:: TEXT TO READ ::

In the introduction to The Radical Fiction of Ann Petry, esteemed literary critic Keith Clark is quite clear about the aim of his book: “[To] play a role in the ‘excavation’ of . . . understudied literary icon” Ann Petry (p. 7). In pursuit of this aim, Clark carefully avoids pulling from established conclusions about the writer and her criticism in order to breathe new life into Petry scholarship. Instead, as an astute and close reader of literary texts, he proposes re-situating the New England female writer in the annals of American and African American literary criticism through postmodernist approaches to the much overlooked and radical aesthetic agenda visible in her short stories and novels.

In its methodology, The Radical Fiction of Ann Petry calls to mind D. H. Lawrence’s famous directive to trust the tale and not the teller of the tale. Throughout his study Clark engages the reader often in intensive critiques of Petry’s short stories and novels with particular attention to “multiple points of view, her narrative discontinuities and breaks, her improvised variations on a singular scene, [and] her reliance on parallelism in lieu of causality” (p. 5). He adds depth to his critiques with substantive evidence pulled not only from Petry’s short stories and novels but also from her non-fiction articles, interviews, autobiography, and bio-bibliography.

Clark’s own early publications on the black male, especially in Black Manhood in James Baldwin, Ernest J. Gaines, and August Wilson (2004) and in his edited collection, Contemporary Black Men’s Fiction and Drama (2001), seem to have informed his approach to Petry and his attentiveness to her aesthetic agenda. Of particular value in this study is Clark’s focus on Petry’s multifaceted portraitures of black masculinity. His work opens questions about this author and the functions of gender within African American literature. What is the role of any writer of the black male experience? How does a major African American female writer such as Petry responsibly give voice to under-represented black males? What is the artistic responsibility of literary art, especially art authored by a woman, when written on behalf of males in general and black males in particular?

:::

DIRECTIONS
1. Translate this sentence from the review of Keith Clark's book on Ann Petry into Spanish: "His work opens questions about this author and the functions of gender within African American literature."
2. Write out the part of the review starting at "In the introduction" and ending at "stories and novels.".
3. Write the next part of the review of Keith Clark's book on Ann Petry, picking up after its last sentence.
These entries were drawn from a separate source.

:: MATERIAL SHOWN ::

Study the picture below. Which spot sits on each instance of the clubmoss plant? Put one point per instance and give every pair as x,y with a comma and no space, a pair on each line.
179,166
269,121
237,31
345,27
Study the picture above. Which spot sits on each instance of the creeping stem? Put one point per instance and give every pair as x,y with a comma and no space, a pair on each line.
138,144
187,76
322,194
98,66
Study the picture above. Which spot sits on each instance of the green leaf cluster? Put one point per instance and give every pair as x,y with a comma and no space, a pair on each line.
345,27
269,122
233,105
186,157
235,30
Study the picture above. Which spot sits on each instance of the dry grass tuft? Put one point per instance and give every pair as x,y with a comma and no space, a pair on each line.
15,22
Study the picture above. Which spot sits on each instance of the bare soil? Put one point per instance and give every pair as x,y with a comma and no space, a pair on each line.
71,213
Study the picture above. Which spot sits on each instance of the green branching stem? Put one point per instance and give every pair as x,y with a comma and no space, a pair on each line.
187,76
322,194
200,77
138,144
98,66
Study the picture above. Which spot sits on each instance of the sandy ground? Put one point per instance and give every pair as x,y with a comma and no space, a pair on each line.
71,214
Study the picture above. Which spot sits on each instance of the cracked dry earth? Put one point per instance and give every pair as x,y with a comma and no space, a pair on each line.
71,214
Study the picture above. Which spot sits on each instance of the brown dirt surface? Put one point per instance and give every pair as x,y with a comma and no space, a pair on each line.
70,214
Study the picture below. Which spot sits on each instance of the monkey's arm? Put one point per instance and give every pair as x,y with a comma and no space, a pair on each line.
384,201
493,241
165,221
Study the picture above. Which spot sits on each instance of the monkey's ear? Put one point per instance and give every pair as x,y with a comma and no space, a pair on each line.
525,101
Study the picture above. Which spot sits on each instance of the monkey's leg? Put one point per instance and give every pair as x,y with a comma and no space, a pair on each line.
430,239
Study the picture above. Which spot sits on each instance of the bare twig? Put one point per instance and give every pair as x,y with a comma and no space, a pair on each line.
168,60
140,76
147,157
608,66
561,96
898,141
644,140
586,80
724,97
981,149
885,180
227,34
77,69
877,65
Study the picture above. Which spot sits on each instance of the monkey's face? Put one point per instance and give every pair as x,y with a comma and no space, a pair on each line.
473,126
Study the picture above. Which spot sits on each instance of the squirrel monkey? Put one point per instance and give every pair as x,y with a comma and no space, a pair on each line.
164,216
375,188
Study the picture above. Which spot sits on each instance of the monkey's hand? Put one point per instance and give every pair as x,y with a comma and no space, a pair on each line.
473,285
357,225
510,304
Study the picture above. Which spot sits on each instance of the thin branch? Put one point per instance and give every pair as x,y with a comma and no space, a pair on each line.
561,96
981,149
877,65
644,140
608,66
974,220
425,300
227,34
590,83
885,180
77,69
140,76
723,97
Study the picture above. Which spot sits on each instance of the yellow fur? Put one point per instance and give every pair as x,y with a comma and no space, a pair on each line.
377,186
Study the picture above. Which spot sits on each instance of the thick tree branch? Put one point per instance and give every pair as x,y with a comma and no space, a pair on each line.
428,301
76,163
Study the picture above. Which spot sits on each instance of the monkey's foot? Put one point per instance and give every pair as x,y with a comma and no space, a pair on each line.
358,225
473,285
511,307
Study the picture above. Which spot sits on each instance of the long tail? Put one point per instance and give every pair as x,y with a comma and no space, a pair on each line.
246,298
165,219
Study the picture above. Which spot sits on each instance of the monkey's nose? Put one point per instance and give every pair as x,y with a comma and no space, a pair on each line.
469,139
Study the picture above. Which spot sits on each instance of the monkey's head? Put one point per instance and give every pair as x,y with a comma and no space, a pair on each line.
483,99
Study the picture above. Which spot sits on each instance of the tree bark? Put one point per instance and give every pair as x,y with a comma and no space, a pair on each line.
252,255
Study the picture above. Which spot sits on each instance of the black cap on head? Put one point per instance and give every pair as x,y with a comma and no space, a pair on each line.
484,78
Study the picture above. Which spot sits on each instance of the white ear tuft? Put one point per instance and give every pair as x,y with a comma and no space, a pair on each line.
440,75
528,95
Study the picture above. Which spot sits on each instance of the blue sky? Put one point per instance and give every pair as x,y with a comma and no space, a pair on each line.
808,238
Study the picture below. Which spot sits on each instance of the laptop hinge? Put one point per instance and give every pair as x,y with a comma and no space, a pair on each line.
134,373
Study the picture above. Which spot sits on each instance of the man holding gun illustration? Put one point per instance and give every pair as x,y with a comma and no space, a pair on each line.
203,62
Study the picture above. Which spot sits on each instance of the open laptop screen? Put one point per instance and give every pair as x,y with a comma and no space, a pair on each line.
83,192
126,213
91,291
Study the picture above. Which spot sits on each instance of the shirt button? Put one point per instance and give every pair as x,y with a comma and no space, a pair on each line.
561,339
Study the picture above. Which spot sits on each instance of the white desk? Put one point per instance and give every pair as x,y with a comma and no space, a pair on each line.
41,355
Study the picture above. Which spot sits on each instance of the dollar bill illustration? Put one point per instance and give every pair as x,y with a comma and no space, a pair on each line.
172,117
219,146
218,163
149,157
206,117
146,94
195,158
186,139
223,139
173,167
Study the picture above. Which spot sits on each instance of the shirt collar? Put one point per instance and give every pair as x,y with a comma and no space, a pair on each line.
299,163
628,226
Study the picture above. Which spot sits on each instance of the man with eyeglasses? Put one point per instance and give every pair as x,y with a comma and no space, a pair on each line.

:::

REPLIES
1. Su obra plantea preguntas sobre esta autora y las funciones del género dentro de la literatura afroamericana.

2.
In the introduction to The Radical Fiction of Ann Petry, esteemed literary critic Keith Clark is quite clear about the aim of his book: “[To] play a role in the ‘excavation’ of . . . understudied literary icon” Ann Petry (p. 7). In pursuit of this aim, Clark carefully avoids pulling from established conclusions about the writer and her criticism in order to breathe new life into Petry scholarship. Instead, as an astute and close reader of literary texts, he proposes re-situating the New England female writer in the annals of American and African American literary criticism through postmodernist approaches to the much overlooked and radical aesthetic agenda visible in her short stories and novels.

3.
Found also in the text are useful genre approaches, theoretical approaches, and cross-references of critics echoed and anticipated by Petry—all of which might enhance the teaching or studying of this author. Clark’s consideration of Petry’s engagement with gothic forms and tropes, as well as his enlisting of psychoanalytic, post-structuralist, and queer theory, produces a supple and nuanced study that adds much to our understanding of this author, her place in the traditions of New England writing, [End Page 448] African American literature, and black feminism. She is more securely and clearly positioned within an intricate web of literary figures, including precursors as diverse as Frederick Douglass, Edgar Allen Poe, Robert Frost, and Nella Larsen.

Few publications, if any, are without shortcomings, and The Radical Fiction of Ann Petry is no exception. Too often Clark’s generous depth of vital references and cross-references found in his rich text are not reflected in the book’s index. Beyond this unfortunate oversight, however, Clark has given to teachers, students (undergraduate and graduate), scholars, and others who enjoy reading, discussing, and rediscovering Ann Petry a very welcomed inclusion.